=== Written tasks ===
a: How would you put this sentence from the jhat and VisualVM passage into Spanish: "VisualVM spawned out of the NetBeans profiling tools."?
b: Can you return, word for word, the part of the jhat and VisualVM passage starting at "Ahh, that’s more" and ending at "the first instance."?

In this case, it’s actually an incredibly useful tool. jhat starts up a small web application on port 7000 that allows you to click through the dump file. Let’s see what that looks like.

Here’s the front page of the tool. We see a listing of all JVM classes in the system. If you scroll to the bottom, there’s a few more general functions.

Let’s go with what we know and view the heap histogram again.

Here we can see that there’s lots of objects taking up memory, and they’re a mix of JVM-native types, JRuby implementation classes, and actual Ruby classes. In fact, here we can see our friend TZInfo::TimezoneTransitionInfo again. Let’s click through.

Pretty mundane stuff so far; basically just information about the class itself. But you see at the bottom of this screenshot that we can go from here to viewing all instances of TimezoneTransitionInfo. Let’s try that.

Ahh, that’s more like it! Now we can see that there’s a heck of a lot of these things floating around. Let’s investigate a bit more and click through the first instance.

Now this is some cool stuff!

We can see that the JVM class generated for TimezoneTransitionInfo has three fields: metaClass, which points at the Ruby Class object; varTable, which is an array of Object references used for instance variables and other “internal” variables; and a flags field containing runtime flags for the object, like whether it’s frozen, tainted, and so on. We can see that this object has no special flags set, and we can dig deeper into those fields if we like. We’ll skip that today.

Moving further down, we see a few more amazing links. First, there’s a list of all references to this object. Ahh, now we can start to investigate why they’re staying in memory, even though we’re not using them. We can even have jhat show us the full chains of references keeping these objects alive; a series of objects leading all the way back to one “rooted” by a thread or by global JVM state. And we can explore the other direction as well, walking all objects reachable from this one.

This is only a small part of what you can do with jmap and jhat, and they’re so simple to use it feels almost criminal. But what if we want to inspect an application while it’s running? Dumping heaps and analyzing them offline can tell you much of the story, but sometimes you just want to see the objects coming and going yourself. Let’s move on to VisualVM.

VisualVM

VisualVM spawned out of the NetBeans profiling tools. One of the biggest complaints about the JVMs of old were that all the built-in tooling seemed to be designed for JVM engineers alone. Because Sun had the foresight to build and own their own IDE and related modules, it eventually became a natural fit to pull out the profiling tools for use by everyone. And so VisualVM was born.

On most systems with Java 6 installed, you should have a “jvisualvm” command. Let’s run it now.

When you start up VisualVM, you’re presented with a list of running JVMs, similar to using the ‘jps’ command. You can also connect to remote machines, browse offline heap and core dump files, and look through memory and CPU profiling snapshots from previous runs. Today, we’ll just open up our running Rails app and see what we can see.

VisualVM connects to the running process and brings up a basic information pane with process information, JVM information, and so on. We’re interested in monitoring heap usage, so let’s move to the “Monitor” tab.

=== Extracted entries ===
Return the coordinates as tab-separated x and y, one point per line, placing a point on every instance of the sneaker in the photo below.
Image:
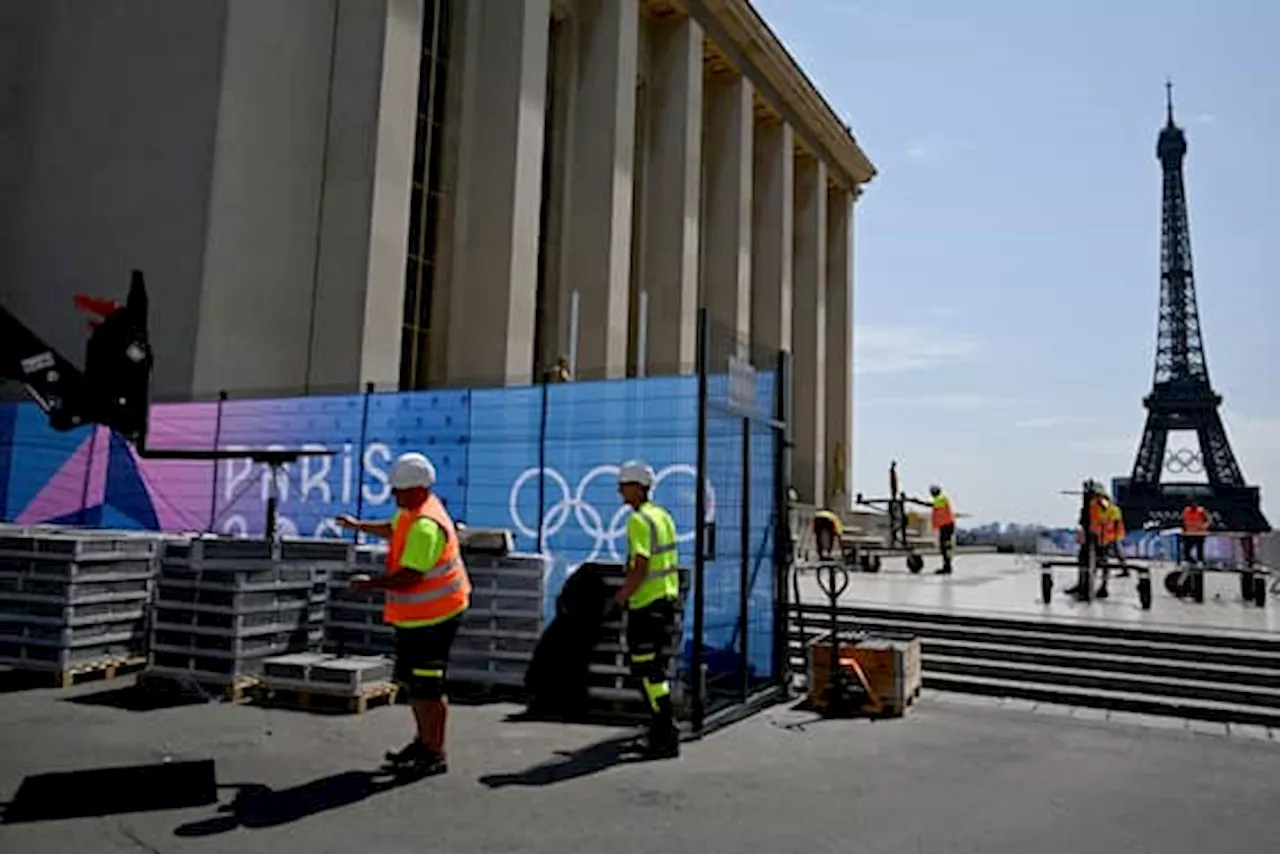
663	748
412	752
415	759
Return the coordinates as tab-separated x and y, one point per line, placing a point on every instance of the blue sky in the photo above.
1006	256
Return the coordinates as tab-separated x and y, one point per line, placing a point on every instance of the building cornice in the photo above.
750	44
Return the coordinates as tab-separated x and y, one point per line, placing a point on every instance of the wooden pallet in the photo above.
85	671
323	700
236	690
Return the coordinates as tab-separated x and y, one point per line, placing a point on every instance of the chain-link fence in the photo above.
540	461
743	538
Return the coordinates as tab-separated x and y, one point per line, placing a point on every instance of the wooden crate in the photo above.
318	699
892	668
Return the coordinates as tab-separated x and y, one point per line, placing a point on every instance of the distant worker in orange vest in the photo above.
428	592
1194	529
1107	525
827	529
945	524
1092	534
1115	537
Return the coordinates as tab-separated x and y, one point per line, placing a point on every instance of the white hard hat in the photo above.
638	473
412	470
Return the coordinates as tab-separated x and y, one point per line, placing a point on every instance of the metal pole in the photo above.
698	699
744	585
218	442
273	498
88	475
643	336
574	305
542	469
782	539
360	453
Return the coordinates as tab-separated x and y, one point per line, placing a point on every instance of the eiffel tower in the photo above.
1182	397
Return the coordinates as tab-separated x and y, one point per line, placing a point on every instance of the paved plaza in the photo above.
956	775
1008	585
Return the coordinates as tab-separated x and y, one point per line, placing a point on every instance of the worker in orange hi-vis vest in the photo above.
827	529
945	525
1194	530
1115	537
428	592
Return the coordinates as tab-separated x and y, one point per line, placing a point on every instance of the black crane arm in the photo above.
114	387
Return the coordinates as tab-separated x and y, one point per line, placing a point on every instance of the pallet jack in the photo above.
1187	580
868	557
1091	562
848	692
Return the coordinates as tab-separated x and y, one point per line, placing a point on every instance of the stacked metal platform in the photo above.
223	606
611	681
353	624
504	621
74	601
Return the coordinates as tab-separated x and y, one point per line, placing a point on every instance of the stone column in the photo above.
598	214
726	208
365	206
772	234
809	329
496	218
840	356
672	174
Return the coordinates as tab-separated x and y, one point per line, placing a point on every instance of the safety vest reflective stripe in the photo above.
658	580
428	596
438	592
654	551
942	515
442	569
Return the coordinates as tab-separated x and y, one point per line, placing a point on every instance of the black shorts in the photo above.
423	657
652	631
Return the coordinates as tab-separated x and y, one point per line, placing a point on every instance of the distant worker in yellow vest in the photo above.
827	529
650	594
428	592
945	525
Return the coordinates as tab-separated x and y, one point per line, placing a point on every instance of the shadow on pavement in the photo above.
113	791
259	807
131	698
571	765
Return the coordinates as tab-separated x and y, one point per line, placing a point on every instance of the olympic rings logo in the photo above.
572	501
1183	461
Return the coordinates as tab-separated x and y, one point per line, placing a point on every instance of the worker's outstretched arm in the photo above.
640	547
382	529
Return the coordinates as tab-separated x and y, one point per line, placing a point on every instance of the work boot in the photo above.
663	740
416	758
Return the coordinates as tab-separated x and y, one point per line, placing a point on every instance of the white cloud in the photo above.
918	151
1048	421
937	150
895	350
950	401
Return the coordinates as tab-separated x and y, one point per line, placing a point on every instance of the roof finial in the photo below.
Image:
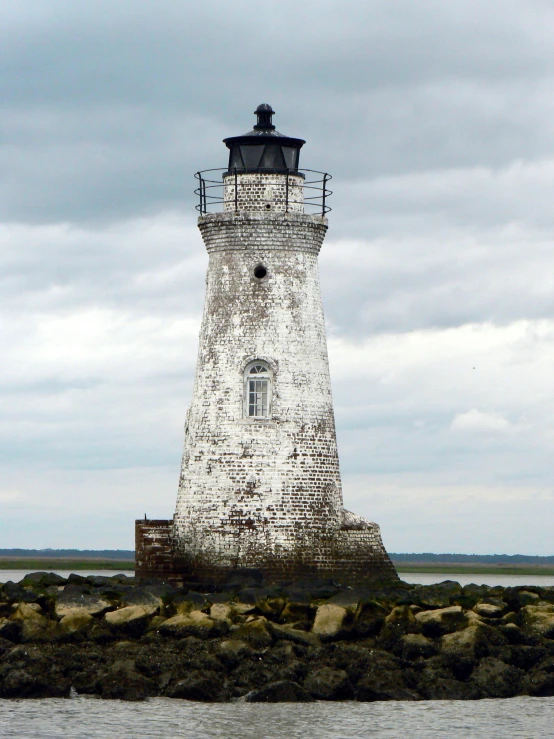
264	113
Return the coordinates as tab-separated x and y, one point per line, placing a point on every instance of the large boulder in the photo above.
198	686
76	622
10	630
415	646
400	621
441	621
437	683
280	691
369	618
329	684
34	624
330	621
195	623
123	682
255	632
130	620
297	636
76	597
538	619
488	610
496	679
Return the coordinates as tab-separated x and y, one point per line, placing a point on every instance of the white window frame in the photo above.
264	376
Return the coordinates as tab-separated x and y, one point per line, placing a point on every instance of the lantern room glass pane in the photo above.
235	159
251	155
291	156
272	158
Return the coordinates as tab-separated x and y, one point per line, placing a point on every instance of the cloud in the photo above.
475	421
436	121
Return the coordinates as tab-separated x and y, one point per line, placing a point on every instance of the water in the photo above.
419	578
17	575
428	578
163	718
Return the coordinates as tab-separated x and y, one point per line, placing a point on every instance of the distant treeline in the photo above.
476	558
70	553
397	557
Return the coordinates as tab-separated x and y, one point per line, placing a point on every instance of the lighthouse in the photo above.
260	483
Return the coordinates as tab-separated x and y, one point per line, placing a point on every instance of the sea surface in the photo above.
420	578
164	718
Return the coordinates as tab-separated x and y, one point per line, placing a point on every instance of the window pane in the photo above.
290	156
252	154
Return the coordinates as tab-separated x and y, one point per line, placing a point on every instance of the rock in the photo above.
195	623
76	621
20	683
185	604
495	679
43	578
527	598
330	621
14	593
73	597
513	633
440	685
329	685
438	595
293	612
442	621
122	682
384	686
539	683
297	636
34	624
131	620
280	691
232	651
198	686
142	597
272	607
255	632
462	650
10	630
488	610
538	619
244	577
400	621
369	618
415	646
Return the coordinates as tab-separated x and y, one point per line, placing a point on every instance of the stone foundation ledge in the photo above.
309	640
353	556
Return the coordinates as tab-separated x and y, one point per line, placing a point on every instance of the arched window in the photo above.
257	387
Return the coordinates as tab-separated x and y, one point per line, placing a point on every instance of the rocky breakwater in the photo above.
114	638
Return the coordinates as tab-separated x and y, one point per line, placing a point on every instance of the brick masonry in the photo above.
255	492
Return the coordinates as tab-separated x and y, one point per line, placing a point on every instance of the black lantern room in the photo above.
264	149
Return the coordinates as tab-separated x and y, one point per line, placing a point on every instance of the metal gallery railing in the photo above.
211	191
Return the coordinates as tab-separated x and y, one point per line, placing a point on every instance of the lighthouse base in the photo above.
353	556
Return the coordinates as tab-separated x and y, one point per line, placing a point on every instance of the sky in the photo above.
436	120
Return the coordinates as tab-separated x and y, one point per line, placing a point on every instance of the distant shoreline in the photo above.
450	568
47	564
50	563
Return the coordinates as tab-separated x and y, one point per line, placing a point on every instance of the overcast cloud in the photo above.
437	122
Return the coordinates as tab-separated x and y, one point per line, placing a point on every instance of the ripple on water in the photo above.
163	718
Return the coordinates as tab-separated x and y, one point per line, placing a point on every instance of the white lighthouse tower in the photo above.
260	482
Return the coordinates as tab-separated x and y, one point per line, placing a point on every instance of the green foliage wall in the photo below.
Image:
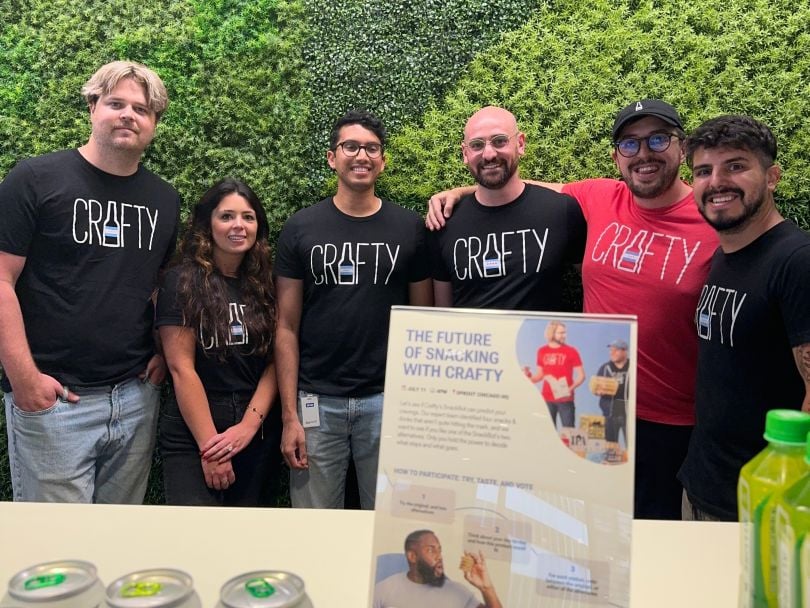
568	71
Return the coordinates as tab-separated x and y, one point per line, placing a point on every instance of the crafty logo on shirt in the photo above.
629	250
716	314
237	330
113	224
476	258
353	263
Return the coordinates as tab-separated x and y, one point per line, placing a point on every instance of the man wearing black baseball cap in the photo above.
647	254
646	107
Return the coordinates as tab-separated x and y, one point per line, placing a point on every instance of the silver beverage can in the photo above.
264	589
60	584
155	588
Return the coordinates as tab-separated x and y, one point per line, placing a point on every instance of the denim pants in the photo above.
349	428
183	477
566	411
97	450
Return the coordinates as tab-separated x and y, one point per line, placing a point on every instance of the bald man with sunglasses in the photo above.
647	253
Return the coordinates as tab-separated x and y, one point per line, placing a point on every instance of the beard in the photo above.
429	574
494	180
666	176
732	223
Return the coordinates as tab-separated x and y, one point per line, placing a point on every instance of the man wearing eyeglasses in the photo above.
508	246
340	266
647	253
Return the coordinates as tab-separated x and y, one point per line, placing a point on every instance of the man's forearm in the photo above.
490	598
286	351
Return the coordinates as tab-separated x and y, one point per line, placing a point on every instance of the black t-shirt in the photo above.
353	270
753	309
615	404
93	244
240	369
512	256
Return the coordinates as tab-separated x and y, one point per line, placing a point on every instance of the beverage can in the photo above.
263	589
58	584
154	588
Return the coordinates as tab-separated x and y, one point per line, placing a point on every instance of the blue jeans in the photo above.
96	450
565	409
349	428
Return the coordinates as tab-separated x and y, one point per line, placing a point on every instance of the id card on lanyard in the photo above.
310	413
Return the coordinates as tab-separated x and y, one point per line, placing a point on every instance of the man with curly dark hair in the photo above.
340	266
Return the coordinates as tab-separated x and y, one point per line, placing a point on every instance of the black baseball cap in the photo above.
646	107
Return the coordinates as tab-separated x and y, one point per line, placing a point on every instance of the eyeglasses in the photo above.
352	148
657	142
498	142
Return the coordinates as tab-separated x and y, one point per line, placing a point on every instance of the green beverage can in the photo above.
155	588
264	589
60	584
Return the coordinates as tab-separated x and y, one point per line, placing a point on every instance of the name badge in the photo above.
310	414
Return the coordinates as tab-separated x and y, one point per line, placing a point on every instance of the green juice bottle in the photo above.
774	468
793	539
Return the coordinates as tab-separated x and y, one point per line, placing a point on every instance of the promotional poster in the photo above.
506	463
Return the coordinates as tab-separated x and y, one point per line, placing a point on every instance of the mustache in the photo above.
646	161
711	192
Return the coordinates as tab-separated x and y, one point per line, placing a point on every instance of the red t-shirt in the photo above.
559	363
651	263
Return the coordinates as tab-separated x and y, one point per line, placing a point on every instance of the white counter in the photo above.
675	564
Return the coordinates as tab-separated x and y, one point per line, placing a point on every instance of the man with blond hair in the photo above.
84	234
559	367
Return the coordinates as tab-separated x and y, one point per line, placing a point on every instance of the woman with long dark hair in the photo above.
215	316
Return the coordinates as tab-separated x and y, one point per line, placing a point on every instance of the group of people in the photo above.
96	307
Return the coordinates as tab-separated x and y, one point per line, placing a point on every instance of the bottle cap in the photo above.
787	426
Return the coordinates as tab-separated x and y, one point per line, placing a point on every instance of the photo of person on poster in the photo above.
610	384
559	366
425	583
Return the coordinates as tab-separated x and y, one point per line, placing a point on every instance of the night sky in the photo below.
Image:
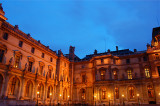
86	24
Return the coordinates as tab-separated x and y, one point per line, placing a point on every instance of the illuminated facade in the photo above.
32	73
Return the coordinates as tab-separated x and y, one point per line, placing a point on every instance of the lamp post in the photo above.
37	97
50	97
138	99
95	100
68	100
60	98
123	99
109	99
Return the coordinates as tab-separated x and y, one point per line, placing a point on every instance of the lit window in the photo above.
20	43
17	61
102	75
1	55
150	91
131	92
129	72
42	55
115	74
32	50
5	36
103	94
116	93
147	72
30	66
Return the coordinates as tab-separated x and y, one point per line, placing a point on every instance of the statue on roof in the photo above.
1	8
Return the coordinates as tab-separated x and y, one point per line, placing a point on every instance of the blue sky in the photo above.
86	24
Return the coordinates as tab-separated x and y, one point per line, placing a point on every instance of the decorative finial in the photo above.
1	8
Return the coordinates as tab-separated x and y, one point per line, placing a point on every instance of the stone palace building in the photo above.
32	73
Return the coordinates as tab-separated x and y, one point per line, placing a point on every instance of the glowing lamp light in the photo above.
38	92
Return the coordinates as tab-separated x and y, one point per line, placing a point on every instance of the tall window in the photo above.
83	78
40	90
17	61
20	43
1	55
83	94
49	73
103	94
42	55
5	36
147	72
115	74
102	75
50	89
41	70
14	87
150	91
129	72
29	88
30	66
33	49
131	92
158	67
127	61
116	93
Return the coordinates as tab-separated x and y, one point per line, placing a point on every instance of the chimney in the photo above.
116	48
71	53
135	50
95	51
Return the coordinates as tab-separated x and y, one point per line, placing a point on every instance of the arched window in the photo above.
40	90
14	87
50	90
17	61
115	74
147	72
29	89
116	93
131	92
103	93
1	82
129	72
150	91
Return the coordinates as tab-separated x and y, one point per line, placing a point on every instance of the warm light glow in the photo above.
38	92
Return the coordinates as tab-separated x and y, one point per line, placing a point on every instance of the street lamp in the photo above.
109	99
50	97
95	100
138	99
68	100
37	97
123	99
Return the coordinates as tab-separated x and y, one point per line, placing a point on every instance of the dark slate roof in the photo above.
119	53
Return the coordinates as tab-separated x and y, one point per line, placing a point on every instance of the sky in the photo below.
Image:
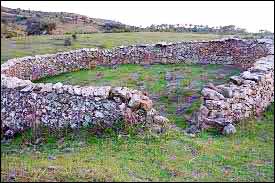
252	15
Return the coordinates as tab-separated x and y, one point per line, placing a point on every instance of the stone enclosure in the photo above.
25	104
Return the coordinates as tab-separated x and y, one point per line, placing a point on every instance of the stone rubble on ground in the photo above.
58	105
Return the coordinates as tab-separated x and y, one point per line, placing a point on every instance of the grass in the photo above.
247	155
35	45
152	80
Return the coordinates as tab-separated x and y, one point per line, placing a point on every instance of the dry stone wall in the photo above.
24	103
244	96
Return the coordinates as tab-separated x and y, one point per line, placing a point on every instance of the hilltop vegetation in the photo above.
19	22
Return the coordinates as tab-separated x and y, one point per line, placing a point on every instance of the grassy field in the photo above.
247	155
175	89
34	45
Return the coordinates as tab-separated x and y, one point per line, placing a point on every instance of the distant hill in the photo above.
16	22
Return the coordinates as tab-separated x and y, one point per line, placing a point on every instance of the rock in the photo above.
123	92
102	92
211	94
117	99
229	129
51	157
251	76
160	120
77	91
225	91
146	104
236	80
27	88
99	114
135	101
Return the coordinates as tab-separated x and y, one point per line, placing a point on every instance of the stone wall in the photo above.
24	103
244	96
230	51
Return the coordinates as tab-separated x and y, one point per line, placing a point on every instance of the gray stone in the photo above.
229	129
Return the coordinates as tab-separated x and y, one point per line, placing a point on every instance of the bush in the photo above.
67	42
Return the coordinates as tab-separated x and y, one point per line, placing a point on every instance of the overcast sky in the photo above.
250	15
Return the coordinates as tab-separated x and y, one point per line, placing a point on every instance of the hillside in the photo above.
15	22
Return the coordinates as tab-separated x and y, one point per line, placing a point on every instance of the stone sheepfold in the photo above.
24	103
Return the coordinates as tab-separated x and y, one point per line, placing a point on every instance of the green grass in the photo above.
247	155
34	45
154	82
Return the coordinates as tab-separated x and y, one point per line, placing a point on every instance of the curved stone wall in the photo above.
244	96
24	103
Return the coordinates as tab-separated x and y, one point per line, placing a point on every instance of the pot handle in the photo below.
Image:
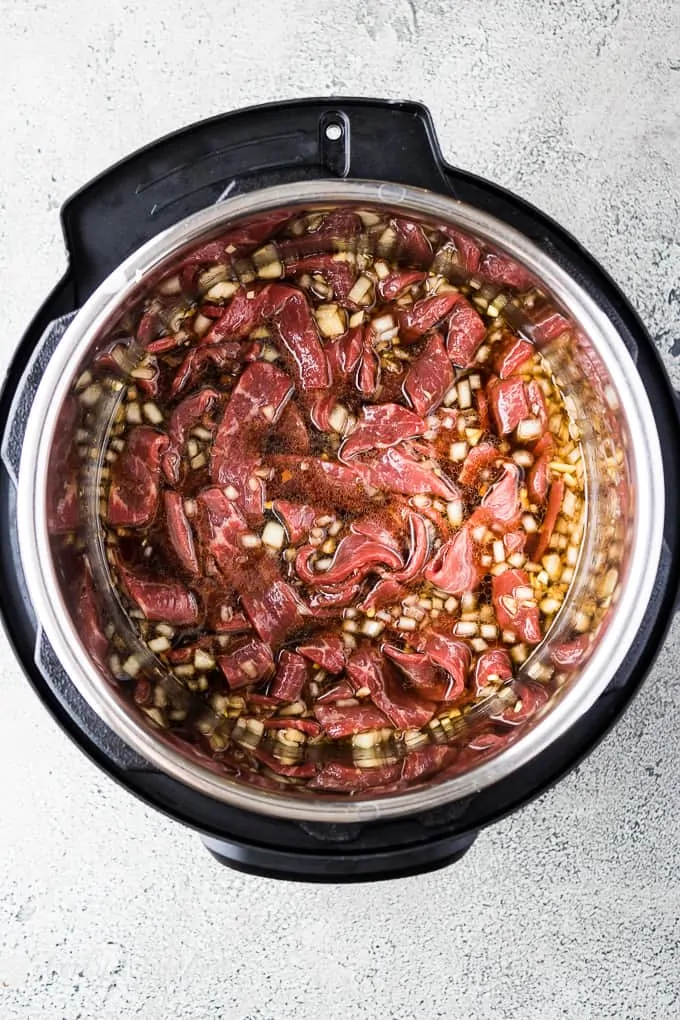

=== Answers to the problems ===
a: VisualVM surgió de las herramientas de perfilado de NetBeans.

b:
Ahh, that’s more like it! Now we can see that there’s a heck of a lot of these things floating around. Let’s investigate a bit more and click through the first instance.